→ **Written task**: Print the listing below line for line with no changes, but leave out the pictures.

→ **Material for the task**:
+ + + + + + +

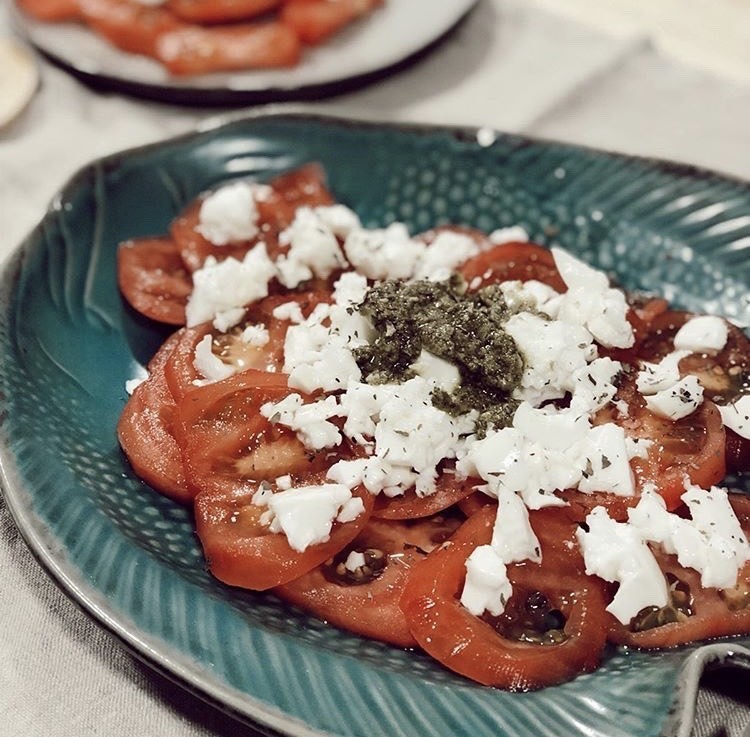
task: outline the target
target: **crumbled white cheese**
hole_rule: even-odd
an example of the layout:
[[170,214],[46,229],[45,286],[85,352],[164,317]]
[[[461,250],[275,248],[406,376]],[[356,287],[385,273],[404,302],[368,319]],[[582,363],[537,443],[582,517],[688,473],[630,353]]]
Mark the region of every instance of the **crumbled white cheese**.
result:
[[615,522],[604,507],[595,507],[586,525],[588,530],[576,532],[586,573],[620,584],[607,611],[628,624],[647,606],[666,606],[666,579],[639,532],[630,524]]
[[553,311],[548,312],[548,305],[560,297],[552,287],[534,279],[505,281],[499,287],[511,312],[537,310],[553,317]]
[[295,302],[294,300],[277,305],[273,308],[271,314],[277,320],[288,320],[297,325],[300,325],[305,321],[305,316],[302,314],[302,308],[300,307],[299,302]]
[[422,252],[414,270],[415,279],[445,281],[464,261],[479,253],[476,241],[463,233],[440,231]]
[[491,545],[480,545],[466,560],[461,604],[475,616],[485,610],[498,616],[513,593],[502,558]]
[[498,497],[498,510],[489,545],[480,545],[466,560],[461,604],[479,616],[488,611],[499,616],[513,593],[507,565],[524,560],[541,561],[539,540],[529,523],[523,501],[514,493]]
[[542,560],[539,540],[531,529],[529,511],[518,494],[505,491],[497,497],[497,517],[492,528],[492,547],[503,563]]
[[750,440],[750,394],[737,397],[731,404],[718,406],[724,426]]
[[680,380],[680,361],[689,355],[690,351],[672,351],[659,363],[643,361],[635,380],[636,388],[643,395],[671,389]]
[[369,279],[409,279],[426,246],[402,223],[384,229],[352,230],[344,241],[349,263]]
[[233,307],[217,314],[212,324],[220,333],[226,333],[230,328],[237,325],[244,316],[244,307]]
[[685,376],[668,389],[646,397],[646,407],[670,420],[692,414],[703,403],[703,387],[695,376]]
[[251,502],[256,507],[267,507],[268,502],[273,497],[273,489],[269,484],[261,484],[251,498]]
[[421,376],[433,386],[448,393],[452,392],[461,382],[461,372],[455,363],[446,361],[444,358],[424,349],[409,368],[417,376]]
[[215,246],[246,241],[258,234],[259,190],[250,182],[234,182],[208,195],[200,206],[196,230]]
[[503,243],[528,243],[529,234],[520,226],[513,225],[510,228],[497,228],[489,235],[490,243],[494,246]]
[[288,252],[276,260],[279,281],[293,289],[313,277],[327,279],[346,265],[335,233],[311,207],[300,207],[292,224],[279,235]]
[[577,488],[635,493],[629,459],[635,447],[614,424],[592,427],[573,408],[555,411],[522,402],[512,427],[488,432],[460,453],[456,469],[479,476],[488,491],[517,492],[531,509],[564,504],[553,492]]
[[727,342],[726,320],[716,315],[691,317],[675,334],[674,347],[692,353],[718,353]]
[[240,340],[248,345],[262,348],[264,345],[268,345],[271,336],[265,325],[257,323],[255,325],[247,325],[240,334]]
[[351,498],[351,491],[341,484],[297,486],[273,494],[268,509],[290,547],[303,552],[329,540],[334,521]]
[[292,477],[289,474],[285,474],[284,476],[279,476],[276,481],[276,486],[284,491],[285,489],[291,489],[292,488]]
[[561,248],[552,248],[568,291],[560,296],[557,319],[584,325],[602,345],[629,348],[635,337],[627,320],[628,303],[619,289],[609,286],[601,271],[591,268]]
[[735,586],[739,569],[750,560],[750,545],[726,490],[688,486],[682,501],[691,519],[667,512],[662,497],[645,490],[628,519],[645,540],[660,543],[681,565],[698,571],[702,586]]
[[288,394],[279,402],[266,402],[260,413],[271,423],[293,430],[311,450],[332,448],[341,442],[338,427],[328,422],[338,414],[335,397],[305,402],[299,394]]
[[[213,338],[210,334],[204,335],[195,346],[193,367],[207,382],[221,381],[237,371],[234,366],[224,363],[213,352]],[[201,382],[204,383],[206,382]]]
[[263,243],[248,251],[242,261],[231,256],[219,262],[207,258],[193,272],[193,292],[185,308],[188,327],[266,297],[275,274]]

+ + + + + + +

→ **Solution for this task**:
task: outline the target
target: **crumbled white cheese**
hole_rule: even-odd
an example of the layout:
[[170,214],[46,229],[45,286],[85,352],[164,317]]
[[[461,250],[275,248],[406,376]],[[356,287],[385,273],[404,302],[368,319]],[[582,363],[537,443],[582,517],[688,473],[630,353]]]
Mark the region of every instance of the **crumbled white cheese**.
result:
[[615,522],[604,507],[595,507],[586,525],[588,530],[576,532],[586,573],[620,584],[607,611],[628,624],[647,606],[666,606],[666,579],[639,532],[630,524]]
[[553,311],[548,312],[548,305],[560,297],[552,287],[534,279],[505,281],[499,287],[511,312],[537,310],[553,317]]
[[295,302],[294,300],[277,305],[273,308],[271,314],[277,320],[288,320],[297,325],[300,325],[305,321],[305,316],[302,314],[302,308],[300,307],[299,302]]
[[422,252],[414,270],[415,279],[445,281],[464,261],[479,253],[476,241],[463,233],[440,231]]
[[491,545],[480,545],[466,560],[461,604],[475,616],[485,610],[498,616],[513,593],[502,558]]
[[498,497],[498,510],[489,545],[480,545],[466,560],[461,604],[479,616],[488,611],[499,616],[513,593],[507,565],[524,560],[541,561],[539,540],[529,523],[523,501],[514,493]]
[[542,560],[539,540],[531,529],[529,511],[518,494],[505,491],[497,497],[497,517],[492,528],[492,547],[503,563]]
[[750,440],[750,394],[737,397],[731,404],[718,406],[724,426]]
[[680,380],[680,361],[689,355],[690,351],[672,351],[659,363],[643,361],[635,380],[636,388],[643,395],[671,389]]
[[369,279],[409,279],[426,246],[402,223],[384,229],[352,230],[344,241],[349,263]]
[[233,307],[217,314],[212,324],[220,333],[226,333],[230,328],[237,325],[244,316],[244,307]]
[[685,376],[668,389],[646,397],[646,407],[670,420],[692,414],[703,403],[703,387],[695,376]]
[[251,502],[256,507],[267,507],[268,502],[273,497],[273,489],[269,484],[261,484],[251,498]]
[[421,376],[433,386],[448,393],[452,392],[461,382],[461,372],[455,363],[446,361],[444,358],[424,349],[409,368],[417,376]]
[[215,246],[246,241],[258,234],[259,190],[250,182],[234,182],[208,195],[200,206],[196,230]]
[[503,243],[528,243],[529,234],[520,226],[513,225],[510,228],[497,228],[489,235],[490,243],[494,246]]
[[288,252],[276,260],[279,281],[293,289],[313,277],[327,279],[346,265],[335,233],[311,207],[300,207],[292,224],[279,235]]
[[577,488],[635,493],[629,459],[635,447],[614,424],[592,427],[573,408],[555,411],[522,402],[512,427],[488,432],[460,453],[456,469],[479,476],[488,491],[517,492],[531,509],[564,504],[553,492]]
[[727,342],[726,320],[716,315],[691,317],[675,334],[674,347],[692,353],[718,353]]
[[240,340],[248,345],[262,348],[264,345],[268,345],[271,336],[265,325],[257,323],[255,325],[247,325],[240,334]]
[[351,498],[351,491],[341,484],[297,486],[273,494],[268,509],[290,547],[303,552],[329,540],[334,521]]
[[292,477],[289,474],[285,474],[284,476],[279,476],[276,481],[276,486],[284,491],[285,489],[291,489],[292,488]]
[[561,248],[552,248],[568,291],[560,296],[557,319],[584,325],[602,345],[629,348],[635,337],[627,320],[628,303],[619,289],[609,286],[601,271],[591,268]]
[[735,586],[739,569],[750,560],[750,545],[726,490],[688,486],[682,501],[691,519],[667,512],[662,497],[645,490],[628,519],[645,540],[660,543],[681,565],[698,571],[702,586]]
[[288,394],[279,402],[266,402],[260,413],[271,423],[293,430],[311,450],[332,448],[341,442],[338,427],[328,422],[338,414],[335,397],[305,402],[299,394]]
[[[213,338],[210,334],[204,335],[195,346],[193,367],[207,382],[221,381],[237,371],[234,366],[224,363],[213,352]],[[201,382],[204,383],[206,382]]]
[[263,243],[248,251],[242,261],[231,256],[219,262],[207,258],[193,272],[193,292],[185,308],[188,327],[266,297],[275,274]]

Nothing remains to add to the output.